**Instructions for the task**
Where a line of the material includes the string "above", copy that line.

##### Listed entries #####

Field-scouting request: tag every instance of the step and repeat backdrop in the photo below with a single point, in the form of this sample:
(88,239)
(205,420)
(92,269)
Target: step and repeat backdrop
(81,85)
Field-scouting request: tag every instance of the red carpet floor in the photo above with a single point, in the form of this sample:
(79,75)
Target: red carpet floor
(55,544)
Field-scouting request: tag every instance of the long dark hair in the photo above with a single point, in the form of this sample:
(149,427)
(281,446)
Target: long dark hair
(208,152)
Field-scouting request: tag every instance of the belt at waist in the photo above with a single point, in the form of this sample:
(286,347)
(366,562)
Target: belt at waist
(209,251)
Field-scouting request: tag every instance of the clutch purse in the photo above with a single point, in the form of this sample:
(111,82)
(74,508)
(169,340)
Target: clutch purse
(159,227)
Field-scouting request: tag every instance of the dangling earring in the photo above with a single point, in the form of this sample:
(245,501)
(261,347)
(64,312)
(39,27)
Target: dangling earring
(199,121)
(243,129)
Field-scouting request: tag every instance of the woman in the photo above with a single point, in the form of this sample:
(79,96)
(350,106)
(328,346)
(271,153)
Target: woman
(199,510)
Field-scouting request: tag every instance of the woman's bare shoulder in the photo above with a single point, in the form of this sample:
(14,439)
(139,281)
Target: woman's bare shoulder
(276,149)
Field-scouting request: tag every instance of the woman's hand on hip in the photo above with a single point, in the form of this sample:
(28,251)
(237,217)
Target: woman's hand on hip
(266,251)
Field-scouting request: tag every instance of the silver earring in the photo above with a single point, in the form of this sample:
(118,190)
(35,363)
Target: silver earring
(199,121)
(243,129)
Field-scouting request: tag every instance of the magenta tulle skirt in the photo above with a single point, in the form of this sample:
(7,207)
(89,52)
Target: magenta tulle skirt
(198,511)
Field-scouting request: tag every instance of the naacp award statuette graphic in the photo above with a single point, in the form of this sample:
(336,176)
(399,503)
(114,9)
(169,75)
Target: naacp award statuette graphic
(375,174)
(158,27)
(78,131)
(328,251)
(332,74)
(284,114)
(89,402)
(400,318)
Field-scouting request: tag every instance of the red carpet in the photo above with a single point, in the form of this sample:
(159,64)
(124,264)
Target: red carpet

#####

**Reply**
Field-scouting request: tag every instance of the red carpet floor in the photo above with a single point, in the form of this sample:
Field-scouting request: tag every instance of the long dark hair in the photo above with a single point, in the form of this sample:
Field-scouting request: tag every instance of the belt at waist in the photo above with a single point, in the form of this sample:
Field-scouting request: tag every instance of the clutch purse in the photo above with a single point, in the form of this sample:
Field-scouting request: tag every instance of the dangling earring in the photo above with a single point, in the form of this sample:
Field-scouting request: tag every instance of the woman in the photo above with a single point, in the form of this sample:
Field-scouting request: tag every instance of the woman's bare shoulder in the photo above with a single point, in the form of this sample:
Field-scouting request: tag every instance of the woman's hand on hip in the photo above with a single point, in the form of this sample:
Field-scouting request: tag every instance of the silver earring in the photo above with a single point, in the form of this sample:
Field-scouting request: tag every instance of the magenta tulle skirt in the photo above with a single point, in the form of this sample:
Field-scouting request: tag every instance of the naacp award statuette graphic in the photo above with a single point, in the form of this sample:
Field-scouting request: tag every instance of the red carpet in the photo above with a single point, in the form of this sample:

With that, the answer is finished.